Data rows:
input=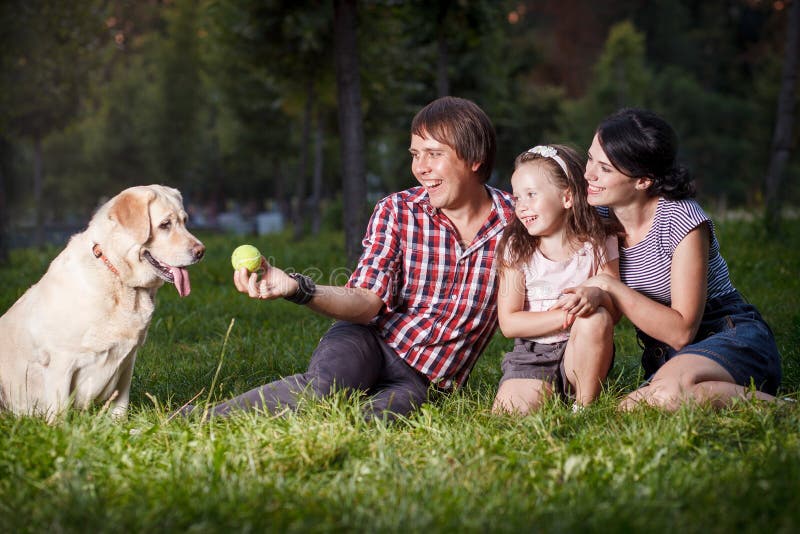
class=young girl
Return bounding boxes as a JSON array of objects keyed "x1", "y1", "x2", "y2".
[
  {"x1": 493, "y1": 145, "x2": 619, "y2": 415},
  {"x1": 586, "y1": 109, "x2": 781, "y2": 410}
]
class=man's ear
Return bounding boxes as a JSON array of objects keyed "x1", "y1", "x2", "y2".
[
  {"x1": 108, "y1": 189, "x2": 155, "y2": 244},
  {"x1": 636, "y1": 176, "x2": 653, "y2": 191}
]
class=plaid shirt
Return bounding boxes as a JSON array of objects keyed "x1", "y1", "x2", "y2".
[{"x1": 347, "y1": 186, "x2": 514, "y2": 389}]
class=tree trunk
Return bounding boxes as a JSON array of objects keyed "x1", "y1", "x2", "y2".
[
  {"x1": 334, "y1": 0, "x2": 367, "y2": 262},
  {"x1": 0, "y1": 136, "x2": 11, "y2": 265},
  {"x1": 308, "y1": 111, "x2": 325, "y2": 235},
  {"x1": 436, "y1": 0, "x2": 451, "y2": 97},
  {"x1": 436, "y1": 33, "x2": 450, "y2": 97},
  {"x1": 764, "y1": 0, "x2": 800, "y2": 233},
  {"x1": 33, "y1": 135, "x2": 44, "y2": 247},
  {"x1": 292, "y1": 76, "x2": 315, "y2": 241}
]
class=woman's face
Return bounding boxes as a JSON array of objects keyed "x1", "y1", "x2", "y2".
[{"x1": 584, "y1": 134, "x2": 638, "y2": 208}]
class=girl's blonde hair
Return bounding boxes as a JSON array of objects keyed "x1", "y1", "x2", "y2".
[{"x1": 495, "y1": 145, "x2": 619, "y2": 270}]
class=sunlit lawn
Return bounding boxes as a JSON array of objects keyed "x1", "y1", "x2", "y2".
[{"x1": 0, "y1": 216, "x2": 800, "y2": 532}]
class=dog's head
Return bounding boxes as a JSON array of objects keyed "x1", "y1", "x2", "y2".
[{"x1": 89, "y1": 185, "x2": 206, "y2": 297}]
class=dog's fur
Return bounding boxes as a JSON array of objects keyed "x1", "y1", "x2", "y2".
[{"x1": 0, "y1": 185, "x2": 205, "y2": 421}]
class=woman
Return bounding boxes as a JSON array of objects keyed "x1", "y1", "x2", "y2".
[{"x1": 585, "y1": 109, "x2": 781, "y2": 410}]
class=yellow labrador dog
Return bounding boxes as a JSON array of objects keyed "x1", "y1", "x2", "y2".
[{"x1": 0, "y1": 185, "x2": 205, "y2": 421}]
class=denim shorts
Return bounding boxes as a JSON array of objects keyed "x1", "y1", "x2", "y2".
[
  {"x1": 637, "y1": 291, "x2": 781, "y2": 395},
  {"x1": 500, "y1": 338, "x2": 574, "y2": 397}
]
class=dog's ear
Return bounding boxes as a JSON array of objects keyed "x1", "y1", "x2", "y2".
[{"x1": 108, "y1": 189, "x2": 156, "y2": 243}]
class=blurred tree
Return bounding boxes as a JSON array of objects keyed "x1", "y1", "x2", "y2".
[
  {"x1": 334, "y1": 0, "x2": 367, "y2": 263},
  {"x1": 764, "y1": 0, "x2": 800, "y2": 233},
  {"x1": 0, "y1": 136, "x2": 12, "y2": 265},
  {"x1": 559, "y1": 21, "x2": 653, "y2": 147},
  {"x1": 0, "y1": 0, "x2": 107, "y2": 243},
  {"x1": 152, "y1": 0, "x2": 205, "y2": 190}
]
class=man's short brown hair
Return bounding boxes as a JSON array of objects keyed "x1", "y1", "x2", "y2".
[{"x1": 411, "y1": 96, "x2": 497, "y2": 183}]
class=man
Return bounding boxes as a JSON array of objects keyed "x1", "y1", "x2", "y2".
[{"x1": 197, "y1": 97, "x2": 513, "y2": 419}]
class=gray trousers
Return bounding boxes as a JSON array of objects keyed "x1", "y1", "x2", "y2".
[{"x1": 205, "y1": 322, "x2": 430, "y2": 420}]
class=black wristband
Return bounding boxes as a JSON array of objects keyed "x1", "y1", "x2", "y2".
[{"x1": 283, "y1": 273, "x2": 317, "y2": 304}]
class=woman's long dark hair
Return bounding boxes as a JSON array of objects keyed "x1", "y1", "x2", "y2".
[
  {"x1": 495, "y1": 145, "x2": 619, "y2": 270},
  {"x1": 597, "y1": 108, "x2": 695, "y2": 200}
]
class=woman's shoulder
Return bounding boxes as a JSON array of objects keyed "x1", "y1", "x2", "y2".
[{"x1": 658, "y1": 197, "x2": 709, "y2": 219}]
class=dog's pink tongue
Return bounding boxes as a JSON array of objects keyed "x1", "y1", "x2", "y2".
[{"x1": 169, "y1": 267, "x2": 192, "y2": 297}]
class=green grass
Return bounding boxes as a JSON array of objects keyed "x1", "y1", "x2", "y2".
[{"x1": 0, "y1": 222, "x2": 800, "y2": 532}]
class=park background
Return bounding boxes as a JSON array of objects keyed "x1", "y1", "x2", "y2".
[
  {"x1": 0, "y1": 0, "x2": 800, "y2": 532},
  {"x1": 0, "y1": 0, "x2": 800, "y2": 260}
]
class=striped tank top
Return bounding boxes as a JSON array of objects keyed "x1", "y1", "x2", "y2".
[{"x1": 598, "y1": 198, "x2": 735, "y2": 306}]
--
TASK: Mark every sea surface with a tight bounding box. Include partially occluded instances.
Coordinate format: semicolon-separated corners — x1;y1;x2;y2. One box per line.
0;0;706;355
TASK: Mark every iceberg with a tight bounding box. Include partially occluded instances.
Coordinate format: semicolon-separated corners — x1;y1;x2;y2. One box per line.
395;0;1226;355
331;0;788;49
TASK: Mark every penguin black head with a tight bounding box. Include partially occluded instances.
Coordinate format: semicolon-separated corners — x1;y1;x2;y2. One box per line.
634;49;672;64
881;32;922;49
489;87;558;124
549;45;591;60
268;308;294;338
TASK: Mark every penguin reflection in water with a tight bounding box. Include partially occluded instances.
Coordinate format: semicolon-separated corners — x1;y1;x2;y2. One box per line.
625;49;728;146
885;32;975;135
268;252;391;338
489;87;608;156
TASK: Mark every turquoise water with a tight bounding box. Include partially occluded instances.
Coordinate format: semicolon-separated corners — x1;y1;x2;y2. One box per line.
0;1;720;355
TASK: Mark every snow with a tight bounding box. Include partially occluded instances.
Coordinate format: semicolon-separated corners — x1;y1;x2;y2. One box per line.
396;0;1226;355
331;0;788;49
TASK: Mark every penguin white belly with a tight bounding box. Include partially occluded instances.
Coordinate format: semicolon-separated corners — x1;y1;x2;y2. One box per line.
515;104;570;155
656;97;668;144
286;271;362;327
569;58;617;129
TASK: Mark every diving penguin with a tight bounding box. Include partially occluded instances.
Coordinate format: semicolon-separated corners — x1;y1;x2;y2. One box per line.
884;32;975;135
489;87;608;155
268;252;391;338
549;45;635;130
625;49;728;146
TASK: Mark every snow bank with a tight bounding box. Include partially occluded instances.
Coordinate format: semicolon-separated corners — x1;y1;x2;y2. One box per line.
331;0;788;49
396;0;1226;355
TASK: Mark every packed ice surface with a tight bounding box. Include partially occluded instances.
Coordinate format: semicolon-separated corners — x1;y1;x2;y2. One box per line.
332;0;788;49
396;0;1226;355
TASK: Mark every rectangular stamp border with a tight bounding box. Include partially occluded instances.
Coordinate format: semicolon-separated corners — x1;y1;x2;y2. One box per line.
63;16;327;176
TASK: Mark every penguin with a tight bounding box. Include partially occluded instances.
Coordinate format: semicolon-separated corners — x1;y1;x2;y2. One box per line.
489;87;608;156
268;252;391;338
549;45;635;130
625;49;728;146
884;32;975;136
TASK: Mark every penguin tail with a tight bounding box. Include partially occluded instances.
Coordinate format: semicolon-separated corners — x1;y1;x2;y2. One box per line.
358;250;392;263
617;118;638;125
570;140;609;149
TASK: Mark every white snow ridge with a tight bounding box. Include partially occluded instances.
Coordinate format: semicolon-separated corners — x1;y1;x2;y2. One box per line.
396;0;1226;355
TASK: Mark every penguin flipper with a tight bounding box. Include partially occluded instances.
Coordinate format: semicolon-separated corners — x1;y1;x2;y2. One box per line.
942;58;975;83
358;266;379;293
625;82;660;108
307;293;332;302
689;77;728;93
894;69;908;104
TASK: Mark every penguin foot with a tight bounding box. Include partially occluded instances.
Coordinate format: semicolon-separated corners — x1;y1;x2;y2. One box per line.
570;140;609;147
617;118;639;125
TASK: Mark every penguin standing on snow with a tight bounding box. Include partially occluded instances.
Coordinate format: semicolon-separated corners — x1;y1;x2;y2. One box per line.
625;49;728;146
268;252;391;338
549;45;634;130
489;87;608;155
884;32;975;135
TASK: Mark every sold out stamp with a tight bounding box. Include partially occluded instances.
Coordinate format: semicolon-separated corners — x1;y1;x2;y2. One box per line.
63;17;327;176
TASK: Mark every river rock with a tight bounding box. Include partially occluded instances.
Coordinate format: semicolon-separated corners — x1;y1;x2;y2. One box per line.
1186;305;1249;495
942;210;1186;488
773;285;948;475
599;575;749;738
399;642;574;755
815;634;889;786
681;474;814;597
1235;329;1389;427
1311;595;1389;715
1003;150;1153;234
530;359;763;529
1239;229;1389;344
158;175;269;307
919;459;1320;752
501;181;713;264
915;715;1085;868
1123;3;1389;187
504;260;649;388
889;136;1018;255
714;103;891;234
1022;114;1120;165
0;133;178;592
==
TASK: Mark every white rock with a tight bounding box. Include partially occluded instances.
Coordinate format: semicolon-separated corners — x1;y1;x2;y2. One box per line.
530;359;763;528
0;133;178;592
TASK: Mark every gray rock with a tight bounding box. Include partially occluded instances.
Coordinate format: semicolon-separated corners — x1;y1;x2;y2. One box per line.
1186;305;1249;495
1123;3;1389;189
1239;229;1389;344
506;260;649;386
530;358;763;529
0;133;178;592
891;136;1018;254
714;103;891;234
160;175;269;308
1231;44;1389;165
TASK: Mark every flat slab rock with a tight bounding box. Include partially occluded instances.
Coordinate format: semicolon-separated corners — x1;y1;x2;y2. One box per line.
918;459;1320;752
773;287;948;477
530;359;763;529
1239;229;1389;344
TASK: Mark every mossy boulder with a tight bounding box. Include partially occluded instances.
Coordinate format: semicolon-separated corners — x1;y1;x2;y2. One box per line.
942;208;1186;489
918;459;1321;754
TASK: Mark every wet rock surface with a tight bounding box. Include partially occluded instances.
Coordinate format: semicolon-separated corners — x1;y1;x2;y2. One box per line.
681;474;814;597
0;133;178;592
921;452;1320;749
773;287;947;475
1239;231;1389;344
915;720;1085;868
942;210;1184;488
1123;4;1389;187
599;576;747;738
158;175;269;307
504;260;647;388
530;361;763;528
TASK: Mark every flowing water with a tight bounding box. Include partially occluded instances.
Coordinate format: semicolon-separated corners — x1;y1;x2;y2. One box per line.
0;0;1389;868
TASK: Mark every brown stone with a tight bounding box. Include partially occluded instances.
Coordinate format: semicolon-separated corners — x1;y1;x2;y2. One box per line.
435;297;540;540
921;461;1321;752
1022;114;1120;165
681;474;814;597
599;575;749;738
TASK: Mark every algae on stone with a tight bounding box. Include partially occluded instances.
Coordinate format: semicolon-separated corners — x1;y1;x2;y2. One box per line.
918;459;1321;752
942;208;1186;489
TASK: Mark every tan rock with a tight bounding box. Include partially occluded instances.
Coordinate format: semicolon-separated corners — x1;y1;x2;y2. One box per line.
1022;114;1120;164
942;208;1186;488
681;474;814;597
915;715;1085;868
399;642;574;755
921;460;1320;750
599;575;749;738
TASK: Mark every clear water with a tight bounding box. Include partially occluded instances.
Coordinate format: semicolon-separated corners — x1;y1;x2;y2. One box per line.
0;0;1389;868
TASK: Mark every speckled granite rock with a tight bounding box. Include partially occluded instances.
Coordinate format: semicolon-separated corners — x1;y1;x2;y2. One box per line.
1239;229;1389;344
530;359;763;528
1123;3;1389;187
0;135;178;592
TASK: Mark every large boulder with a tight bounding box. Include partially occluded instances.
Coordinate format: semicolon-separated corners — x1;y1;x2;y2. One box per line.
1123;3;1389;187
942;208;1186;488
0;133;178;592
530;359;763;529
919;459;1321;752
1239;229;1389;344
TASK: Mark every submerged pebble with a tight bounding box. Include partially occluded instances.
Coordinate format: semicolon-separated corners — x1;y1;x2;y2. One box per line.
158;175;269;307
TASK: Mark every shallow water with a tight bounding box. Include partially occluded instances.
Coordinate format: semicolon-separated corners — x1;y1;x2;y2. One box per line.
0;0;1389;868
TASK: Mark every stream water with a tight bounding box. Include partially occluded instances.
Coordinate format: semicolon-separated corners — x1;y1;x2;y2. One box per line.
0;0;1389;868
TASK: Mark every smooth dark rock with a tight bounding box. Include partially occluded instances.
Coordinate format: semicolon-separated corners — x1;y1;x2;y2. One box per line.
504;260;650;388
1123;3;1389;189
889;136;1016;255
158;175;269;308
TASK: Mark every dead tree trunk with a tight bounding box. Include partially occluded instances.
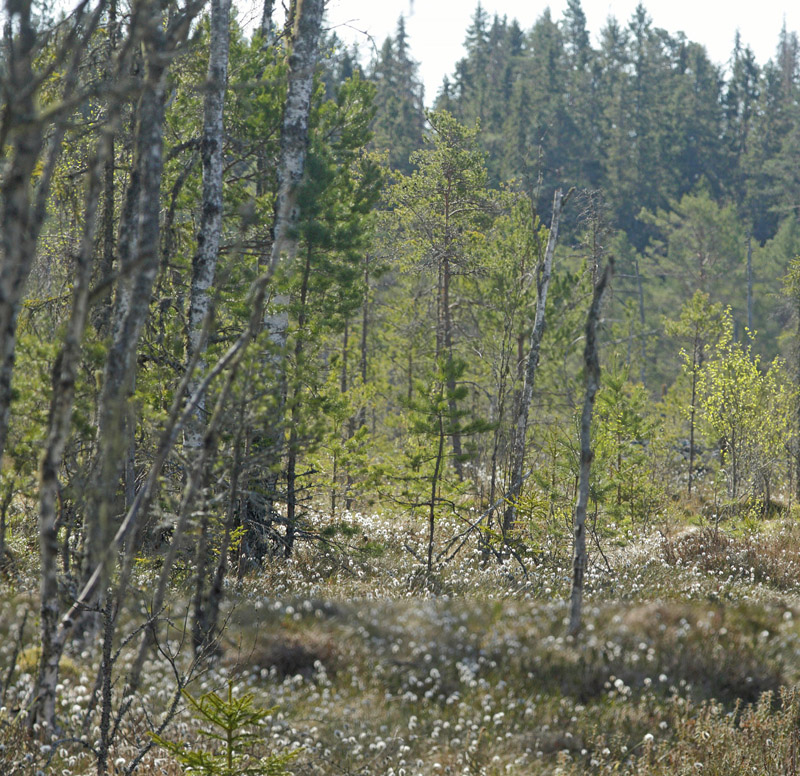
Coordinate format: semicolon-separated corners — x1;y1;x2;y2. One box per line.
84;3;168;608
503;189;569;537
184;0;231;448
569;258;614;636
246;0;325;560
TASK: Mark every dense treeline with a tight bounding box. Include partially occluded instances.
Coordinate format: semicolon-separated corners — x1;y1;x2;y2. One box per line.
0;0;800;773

**Given task**
How many lines in the rows above contain the string "black" with matching case? Give only the number.

**Output for this exercise**
2